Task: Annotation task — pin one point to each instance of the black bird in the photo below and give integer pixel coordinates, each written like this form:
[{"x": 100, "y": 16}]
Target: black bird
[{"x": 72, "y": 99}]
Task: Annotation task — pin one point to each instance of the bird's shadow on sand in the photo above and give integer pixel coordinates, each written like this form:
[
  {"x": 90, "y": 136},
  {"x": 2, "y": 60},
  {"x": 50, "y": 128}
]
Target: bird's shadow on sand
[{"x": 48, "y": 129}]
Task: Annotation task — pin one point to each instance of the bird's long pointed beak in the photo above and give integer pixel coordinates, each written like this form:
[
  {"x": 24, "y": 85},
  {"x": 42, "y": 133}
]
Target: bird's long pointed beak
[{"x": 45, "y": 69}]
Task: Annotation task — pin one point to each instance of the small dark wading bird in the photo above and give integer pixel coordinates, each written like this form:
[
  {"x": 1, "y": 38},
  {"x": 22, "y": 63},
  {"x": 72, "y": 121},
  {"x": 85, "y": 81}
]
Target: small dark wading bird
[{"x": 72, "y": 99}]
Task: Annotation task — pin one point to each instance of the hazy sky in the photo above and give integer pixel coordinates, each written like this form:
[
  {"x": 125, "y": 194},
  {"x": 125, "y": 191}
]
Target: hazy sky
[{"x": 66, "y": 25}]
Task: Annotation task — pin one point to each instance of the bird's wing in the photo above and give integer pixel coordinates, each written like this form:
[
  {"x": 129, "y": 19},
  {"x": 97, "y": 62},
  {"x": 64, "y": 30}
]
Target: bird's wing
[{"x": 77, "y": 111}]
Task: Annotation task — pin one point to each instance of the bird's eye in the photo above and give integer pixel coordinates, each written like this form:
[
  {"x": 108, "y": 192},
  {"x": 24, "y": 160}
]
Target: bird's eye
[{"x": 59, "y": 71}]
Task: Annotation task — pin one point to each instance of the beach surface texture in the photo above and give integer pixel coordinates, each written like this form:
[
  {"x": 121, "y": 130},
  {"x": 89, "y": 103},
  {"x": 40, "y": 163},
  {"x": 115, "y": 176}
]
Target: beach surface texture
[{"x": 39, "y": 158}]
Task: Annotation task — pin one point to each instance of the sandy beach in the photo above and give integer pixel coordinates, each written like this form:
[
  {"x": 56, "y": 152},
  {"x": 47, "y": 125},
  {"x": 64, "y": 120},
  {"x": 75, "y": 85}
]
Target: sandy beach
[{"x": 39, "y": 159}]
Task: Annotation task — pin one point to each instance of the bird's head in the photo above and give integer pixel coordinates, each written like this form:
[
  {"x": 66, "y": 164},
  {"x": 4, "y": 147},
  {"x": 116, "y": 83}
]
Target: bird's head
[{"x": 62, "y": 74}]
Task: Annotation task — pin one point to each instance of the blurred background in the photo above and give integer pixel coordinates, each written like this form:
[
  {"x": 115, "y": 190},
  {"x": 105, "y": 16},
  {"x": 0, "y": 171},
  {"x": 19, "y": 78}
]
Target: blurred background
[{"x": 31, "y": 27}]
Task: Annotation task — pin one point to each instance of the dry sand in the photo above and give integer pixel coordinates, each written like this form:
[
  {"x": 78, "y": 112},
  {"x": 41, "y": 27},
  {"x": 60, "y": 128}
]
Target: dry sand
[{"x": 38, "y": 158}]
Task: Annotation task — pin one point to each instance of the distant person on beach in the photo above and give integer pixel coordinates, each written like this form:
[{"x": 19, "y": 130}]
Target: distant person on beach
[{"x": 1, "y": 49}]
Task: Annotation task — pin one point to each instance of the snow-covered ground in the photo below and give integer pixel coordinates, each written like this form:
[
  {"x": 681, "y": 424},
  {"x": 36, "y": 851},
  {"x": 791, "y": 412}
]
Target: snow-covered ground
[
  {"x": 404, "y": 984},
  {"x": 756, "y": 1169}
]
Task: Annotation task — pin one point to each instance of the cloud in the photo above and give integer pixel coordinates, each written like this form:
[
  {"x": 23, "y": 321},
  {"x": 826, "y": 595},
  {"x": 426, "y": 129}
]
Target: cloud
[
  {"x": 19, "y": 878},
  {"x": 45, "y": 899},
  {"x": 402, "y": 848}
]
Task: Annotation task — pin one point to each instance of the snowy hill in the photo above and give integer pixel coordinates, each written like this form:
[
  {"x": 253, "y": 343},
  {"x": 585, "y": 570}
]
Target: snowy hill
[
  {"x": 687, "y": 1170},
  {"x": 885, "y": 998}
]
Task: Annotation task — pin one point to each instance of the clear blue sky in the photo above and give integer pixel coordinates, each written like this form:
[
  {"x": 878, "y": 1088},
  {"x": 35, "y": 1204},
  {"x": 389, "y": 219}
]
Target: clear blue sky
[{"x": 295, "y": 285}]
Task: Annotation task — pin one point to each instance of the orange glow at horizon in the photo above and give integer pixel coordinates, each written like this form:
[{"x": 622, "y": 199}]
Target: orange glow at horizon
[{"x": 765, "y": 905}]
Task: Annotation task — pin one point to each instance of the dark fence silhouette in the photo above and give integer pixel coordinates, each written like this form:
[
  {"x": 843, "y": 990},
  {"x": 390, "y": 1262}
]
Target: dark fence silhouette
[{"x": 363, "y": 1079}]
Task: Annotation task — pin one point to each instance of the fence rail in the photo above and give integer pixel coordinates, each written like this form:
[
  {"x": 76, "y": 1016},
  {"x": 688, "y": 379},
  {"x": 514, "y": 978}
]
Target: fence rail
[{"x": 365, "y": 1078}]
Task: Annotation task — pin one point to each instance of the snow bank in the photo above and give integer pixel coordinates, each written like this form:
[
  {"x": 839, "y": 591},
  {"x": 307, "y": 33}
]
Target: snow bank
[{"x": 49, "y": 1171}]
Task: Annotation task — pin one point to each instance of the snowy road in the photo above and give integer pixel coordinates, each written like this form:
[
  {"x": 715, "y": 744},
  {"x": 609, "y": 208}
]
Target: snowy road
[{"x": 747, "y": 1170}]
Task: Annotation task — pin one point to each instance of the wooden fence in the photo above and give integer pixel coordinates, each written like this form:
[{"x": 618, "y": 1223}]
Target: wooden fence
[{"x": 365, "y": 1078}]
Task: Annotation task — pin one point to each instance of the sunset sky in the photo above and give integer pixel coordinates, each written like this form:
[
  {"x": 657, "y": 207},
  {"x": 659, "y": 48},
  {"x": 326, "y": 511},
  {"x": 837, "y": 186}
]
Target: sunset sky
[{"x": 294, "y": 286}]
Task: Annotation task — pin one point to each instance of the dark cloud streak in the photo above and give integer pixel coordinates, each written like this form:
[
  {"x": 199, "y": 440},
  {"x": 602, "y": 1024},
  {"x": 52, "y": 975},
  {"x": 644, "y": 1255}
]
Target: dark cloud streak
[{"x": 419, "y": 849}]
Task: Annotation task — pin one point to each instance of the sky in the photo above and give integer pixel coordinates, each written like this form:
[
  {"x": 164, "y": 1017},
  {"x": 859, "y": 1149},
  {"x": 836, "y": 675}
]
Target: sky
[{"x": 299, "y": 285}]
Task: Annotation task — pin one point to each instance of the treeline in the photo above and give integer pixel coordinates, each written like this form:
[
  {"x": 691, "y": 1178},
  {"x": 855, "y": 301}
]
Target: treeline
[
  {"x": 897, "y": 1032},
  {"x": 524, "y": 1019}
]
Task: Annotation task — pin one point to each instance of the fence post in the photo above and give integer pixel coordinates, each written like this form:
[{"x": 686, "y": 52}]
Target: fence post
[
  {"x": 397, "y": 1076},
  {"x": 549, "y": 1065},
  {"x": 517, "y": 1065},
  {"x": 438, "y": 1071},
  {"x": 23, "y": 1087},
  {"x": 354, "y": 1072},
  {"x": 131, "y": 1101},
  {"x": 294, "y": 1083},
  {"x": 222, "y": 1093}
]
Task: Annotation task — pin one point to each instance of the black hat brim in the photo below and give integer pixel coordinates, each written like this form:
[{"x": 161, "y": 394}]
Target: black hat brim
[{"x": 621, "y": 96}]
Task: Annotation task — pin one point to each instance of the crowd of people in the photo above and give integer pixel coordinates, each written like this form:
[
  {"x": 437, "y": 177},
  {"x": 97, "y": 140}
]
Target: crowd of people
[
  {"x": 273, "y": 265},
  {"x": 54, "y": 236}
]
_ _ _ _ _ _ _
### REQUIREMENTS
Rewrite the stretch of the data from the line containing "of the crowd" through the end as a numbered list, omitting any blank lines.

### THE RESPONSE
1. Task: Annotation task — pin one point to each instance of the crowd of people in the photo above and give integer pixel coordinates, each written like this form:
2. [
3.   {"x": 437, "y": 177},
4.   {"x": 97, "y": 140}
5. ]
6. Target: crowd of people
7. [
8.   {"x": 273, "y": 265},
9.   {"x": 54, "y": 236}
10. ]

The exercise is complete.